# Stated problem A
In the text on identity and security standards, what must all organisations complete before adopting and implementing any new or substantially changed service or application?
# Stated problem B
Please write out everything from "7. We need a" down to "access is prevented." in the text on identity and security standards.

# Text

7. We need a programme of work to understand how to deliver technical standards for identity services, for citizens and for professionals.
Understanding identity, for citizens and their carers as well as professionals, underpins digital services across governmental services. Identity services need to work for professionals irrespective of their organisation, or whether they work for the NHS, care services or the third-sector. NHS Wales need to work with colleagues in local authorities and across government to build safe and secure services that appear seamless for citizens and ensures that professionals have access to the right information at the right time, and yet inappropriate access is prevented.
8. We expect security and safety to be part of the conception, design and development of services and standards.
Organisations will adopt security and privacy by design principles when setting up services, applications and processes. All organisations will complete Data Protection Impact Assessments as part of the preparatory work before adoption and implementation of any new or substantially changed service or application. Organisations will undertake risk assessments to determine the appropriate level of safety (including encryption) for data at rest and in transit. Each new application, where personal data is recorded, stored or accessed will include data access audit functionality to service user, subject and application “page” level, either inbuilt or linked to a separate auditing application. All organisations will develop a credible strategy for the ongoing maintenance, improvement and upgrade of services and software products, as well as for dealing with providers that have gone out of business or no longer support their products.

# Raw data
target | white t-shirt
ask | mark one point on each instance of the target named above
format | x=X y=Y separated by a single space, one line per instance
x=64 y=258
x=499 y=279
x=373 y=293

# Worked solution A
Data Protection Impact Assessments.

# Worked solution B
7. We need a programme of work to understand how to deliver technical standards for identity services, for citizens and for professionals.
Understanding identity, for citizens and their carers as well as professionals, underpins digital services across governmental services. Identity services need to work for professionals irrespective of their organisation, or whether they work for the NHS, care services or the third-sector. NHS Wales need to work with colleagues in local authorities and across government to build safe and secure services that appear seamless for citizens and ensures that professionals have access to the right information at the right time, and yet inappropriate access is prevented.